Exercise material section start

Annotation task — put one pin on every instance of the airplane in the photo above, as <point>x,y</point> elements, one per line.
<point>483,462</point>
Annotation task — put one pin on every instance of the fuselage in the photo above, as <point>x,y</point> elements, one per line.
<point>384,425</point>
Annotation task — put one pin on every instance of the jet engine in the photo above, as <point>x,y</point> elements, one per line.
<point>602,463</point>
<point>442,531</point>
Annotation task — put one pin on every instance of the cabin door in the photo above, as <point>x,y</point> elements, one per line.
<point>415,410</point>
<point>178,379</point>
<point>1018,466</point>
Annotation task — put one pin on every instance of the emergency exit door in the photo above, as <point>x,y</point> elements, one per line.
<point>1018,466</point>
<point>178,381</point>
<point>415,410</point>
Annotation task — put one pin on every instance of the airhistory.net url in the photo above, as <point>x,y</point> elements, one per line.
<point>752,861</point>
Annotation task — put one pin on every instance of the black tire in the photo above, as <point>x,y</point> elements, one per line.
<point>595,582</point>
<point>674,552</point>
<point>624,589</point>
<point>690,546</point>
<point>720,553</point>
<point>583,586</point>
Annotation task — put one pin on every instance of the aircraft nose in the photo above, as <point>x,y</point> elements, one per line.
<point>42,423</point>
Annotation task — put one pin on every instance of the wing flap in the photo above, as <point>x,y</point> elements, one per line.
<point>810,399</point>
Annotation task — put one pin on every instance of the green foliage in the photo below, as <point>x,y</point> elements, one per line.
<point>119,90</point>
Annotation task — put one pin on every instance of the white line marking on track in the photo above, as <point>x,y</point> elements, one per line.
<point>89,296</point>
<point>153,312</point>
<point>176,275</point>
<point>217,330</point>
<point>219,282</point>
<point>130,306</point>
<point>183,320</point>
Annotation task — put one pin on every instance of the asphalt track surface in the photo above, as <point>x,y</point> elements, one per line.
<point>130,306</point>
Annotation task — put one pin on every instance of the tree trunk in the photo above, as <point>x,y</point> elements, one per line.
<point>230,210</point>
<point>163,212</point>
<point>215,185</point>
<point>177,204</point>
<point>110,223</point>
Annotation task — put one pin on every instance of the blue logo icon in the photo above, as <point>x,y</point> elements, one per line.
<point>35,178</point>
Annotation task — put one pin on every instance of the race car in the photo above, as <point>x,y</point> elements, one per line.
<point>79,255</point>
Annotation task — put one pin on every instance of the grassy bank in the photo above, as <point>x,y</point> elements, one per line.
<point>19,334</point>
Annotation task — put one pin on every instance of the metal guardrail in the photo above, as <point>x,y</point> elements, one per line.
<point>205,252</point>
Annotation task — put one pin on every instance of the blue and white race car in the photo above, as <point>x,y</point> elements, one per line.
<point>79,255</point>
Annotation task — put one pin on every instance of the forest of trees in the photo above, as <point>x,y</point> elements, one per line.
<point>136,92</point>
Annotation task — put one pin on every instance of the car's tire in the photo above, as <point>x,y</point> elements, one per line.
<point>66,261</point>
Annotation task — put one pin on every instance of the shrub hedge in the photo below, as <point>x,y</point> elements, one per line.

Exercise material section end

▸ **Exercise**
Go through the listing and print each line exactly as it appears.

▸ **Exercise result**
Annotation task — put one pin on every instance of the airplane in the photo above, as <point>x,y</point> elements, one per line.
<point>483,462</point>
Annotation task — put one pin on every instance of the fuselage in the photo above, as <point>x,y</point> elements, one per line.
<point>384,425</point>
Annotation task — put one pin on every instance of the jet engine in the photo above, as <point>x,y</point> elements, one per line.
<point>602,463</point>
<point>442,531</point>
Annotation task — put one pin on every instance of the cabin door in the photo above, as <point>x,y</point> elements, one per line.
<point>415,410</point>
<point>178,379</point>
<point>1018,466</point>
Annotation task — put one pin on every instance of the emergency exit door in the photo above, as <point>x,y</point> elements, one per line.
<point>1018,466</point>
<point>178,381</point>
<point>415,410</point>
Annotation task — put one pin on every instance of the airhistory.net url in the photo above, as <point>x,y</point> elements, one per line.
<point>752,861</point>
Annotation task — put one pin on every instance of the black tire in the photo above, as <point>x,y</point> elements, one per line.
<point>595,582</point>
<point>674,552</point>
<point>624,589</point>
<point>690,546</point>
<point>720,553</point>
<point>583,586</point>
Annotation task — put one pin on every instance of the aircraft nose in the photo above, as <point>x,y</point> elements, one per line.
<point>42,423</point>
Annotation task — put one pin on every instance of the wing flap in the photo above, as <point>x,y</point> elements, one per line.
<point>810,399</point>
Annotation task — put one pin on every instance of the green foliage in the photo below, as <point>x,y</point> elements, one per line.
<point>119,90</point>
Annotation task — put one pin on every instance of the white line marking on track in the photo above, as <point>x,y</point> elements, one per line.
<point>89,296</point>
<point>153,312</point>
<point>176,275</point>
<point>217,330</point>
<point>219,282</point>
<point>130,306</point>
<point>183,320</point>
Annotation task — put one pin on every instance of the asphalt track surface in the photo above, as <point>x,y</point> elements, one per line.
<point>130,306</point>
Annotation task — put one pin on every instance of the tree trunk in the photo above, as <point>x,y</point> elements, one per line.
<point>230,210</point>
<point>163,212</point>
<point>215,185</point>
<point>177,204</point>
<point>110,223</point>
Annotation task — put one pin on every instance of the blue logo icon in the photo above, as <point>x,y</point> elements, one per line.
<point>35,178</point>
Annotation task — put one pin on every instance of the race car in the photo above, as <point>x,y</point> elements, one per line.
<point>79,255</point>
Annotation task — put one pin on every instance of the grassy bank in the photo above, as <point>x,y</point> elements, one per line.
<point>19,334</point>
Annotation task — put one pin on every instance of the metal guardrail in the photo above, as <point>x,y</point> elements, one per line.
<point>205,252</point>
Annotation task — put one pin on every instance of the blue and white race car in the photo above, as <point>x,y</point> elements, one per line.
<point>79,255</point>
Annotation task — put one pin on every instance of the forest of trees in the photo above, as <point>x,y</point> elements, one per line.
<point>136,92</point>
Annotation task — put one pin on every instance of the car's tire in the photo above, as <point>x,y</point> elements, one per line.
<point>66,261</point>
Annotation task — put one pin on every instance of the shrub hedge in the photo below, as <point>x,y</point> elements, one per line.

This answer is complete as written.